— Position identification records —
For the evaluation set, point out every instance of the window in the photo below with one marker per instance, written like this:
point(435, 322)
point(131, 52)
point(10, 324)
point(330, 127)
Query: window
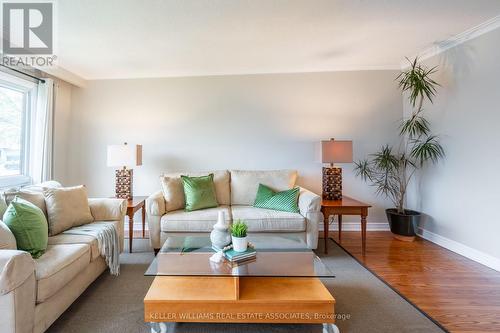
point(16, 99)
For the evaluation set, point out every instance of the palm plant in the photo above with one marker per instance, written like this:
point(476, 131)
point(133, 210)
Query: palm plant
point(391, 169)
point(239, 229)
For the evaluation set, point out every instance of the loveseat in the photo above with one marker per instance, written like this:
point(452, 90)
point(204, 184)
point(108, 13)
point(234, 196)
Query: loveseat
point(35, 292)
point(235, 192)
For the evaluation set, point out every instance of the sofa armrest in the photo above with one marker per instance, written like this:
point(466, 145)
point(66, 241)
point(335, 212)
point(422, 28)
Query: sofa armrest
point(108, 209)
point(17, 292)
point(155, 209)
point(15, 267)
point(308, 202)
point(310, 208)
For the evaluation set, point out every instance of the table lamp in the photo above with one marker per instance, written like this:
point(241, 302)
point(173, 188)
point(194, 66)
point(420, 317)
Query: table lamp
point(334, 151)
point(124, 156)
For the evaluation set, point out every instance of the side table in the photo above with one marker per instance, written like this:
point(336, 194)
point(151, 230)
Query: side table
point(344, 206)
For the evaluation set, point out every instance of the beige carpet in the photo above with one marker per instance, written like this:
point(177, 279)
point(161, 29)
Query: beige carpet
point(114, 304)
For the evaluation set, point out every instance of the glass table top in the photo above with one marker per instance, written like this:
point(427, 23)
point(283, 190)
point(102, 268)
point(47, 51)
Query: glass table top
point(277, 256)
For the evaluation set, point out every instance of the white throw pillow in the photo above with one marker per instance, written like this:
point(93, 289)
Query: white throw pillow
point(32, 193)
point(7, 239)
point(66, 207)
point(36, 198)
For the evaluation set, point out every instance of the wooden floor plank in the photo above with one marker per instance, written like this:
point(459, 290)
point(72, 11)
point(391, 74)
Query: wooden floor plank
point(460, 294)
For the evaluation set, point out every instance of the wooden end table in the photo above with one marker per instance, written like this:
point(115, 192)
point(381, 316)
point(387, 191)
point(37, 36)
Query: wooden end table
point(344, 206)
point(133, 205)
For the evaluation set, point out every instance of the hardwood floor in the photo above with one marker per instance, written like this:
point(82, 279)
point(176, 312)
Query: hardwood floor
point(460, 294)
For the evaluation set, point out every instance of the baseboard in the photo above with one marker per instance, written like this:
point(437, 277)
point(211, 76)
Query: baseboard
point(356, 226)
point(459, 248)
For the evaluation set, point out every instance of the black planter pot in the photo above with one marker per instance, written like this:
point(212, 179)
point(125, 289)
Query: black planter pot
point(404, 225)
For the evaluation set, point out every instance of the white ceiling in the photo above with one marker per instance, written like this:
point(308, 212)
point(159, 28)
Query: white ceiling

— EXERCISE GOAL —
Update all of the records by replacing "evaluation set" with "benchmark" and changing nothing else, then write them out again without the pictures.

— WRITTEN ANSWER —
For the benchmark, point out every instance of the window in the photo below with one marker per instance, written like this:
point(435, 322)
point(131, 52)
point(10, 324)
point(330, 127)
Query: window
point(16, 99)
For the benchmark, point out every instance of the palm plant in the photo above with one marker per instance, written like this:
point(476, 131)
point(133, 210)
Query: palm plant
point(391, 169)
point(239, 229)
For the benchmark, point out every instance of the loveseat in the photo above with one marker per instance, written like this:
point(452, 90)
point(204, 184)
point(108, 13)
point(234, 196)
Query: loveseat
point(35, 292)
point(235, 192)
For the benchmark, point out every instance of the sofa armrest in the photo above with one marker per instance, written like this:
point(466, 145)
point(66, 241)
point(335, 212)
point(422, 28)
Query: sofa armrest
point(108, 209)
point(17, 292)
point(155, 209)
point(15, 267)
point(308, 202)
point(310, 208)
For the benchmark, point out every instance of the table lamp in the photo above with one marker per instance, written like this:
point(241, 302)
point(173, 188)
point(194, 66)
point(420, 317)
Query: table lamp
point(334, 151)
point(124, 156)
For the benchmark, point out every instance of the side table in the photo above with one marker per instance, written like this:
point(336, 194)
point(151, 230)
Query: side table
point(344, 206)
For the benchmark, point out every instance of the beige carpet in the photo above with one marker per instance, written like this:
point(177, 279)
point(161, 29)
Query: beige carpet
point(114, 304)
For the benchmark, point out every instance of the glass table top in the photo above with one marker per instance, written like this:
point(427, 23)
point(283, 190)
point(102, 268)
point(47, 51)
Query: glass table top
point(277, 256)
For the benchmark, point out every instance of the white throw pillow in the photo above with one marker per instance, written like this:
point(93, 289)
Query: white throw pillow
point(32, 193)
point(7, 239)
point(66, 207)
point(36, 198)
For the benchmark, point out every instance of the wooden floor plank in the photo above with one marker per instance, written like this:
point(459, 290)
point(72, 11)
point(391, 74)
Query: wooden floor plank
point(460, 294)
For the benchmark, point out every instance of the wooden end table in the photo above with one marker per instance, written like this:
point(115, 192)
point(381, 316)
point(387, 191)
point(37, 36)
Query: wooden end table
point(344, 206)
point(133, 205)
For the benchmark, point out every instance of the hardwood floor in the photo above with one marker per instance, written like this:
point(82, 279)
point(176, 312)
Query: hardwood floor
point(460, 294)
For the benchmark, point out every instance of the baseboard in the photo above with one marker per instance, written like this:
point(437, 277)
point(211, 76)
Query: baseboard
point(356, 226)
point(459, 248)
For the benchmark, point out every instance of the black planter pot in the photo above with one marker per instance, written like this:
point(212, 179)
point(125, 289)
Query: black planter pot
point(404, 225)
For the benchmark, point out every instance of the white ceiling in the photo above with one marker per instance, written like this:
point(308, 212)
point(159, 28)
Query: white ceiling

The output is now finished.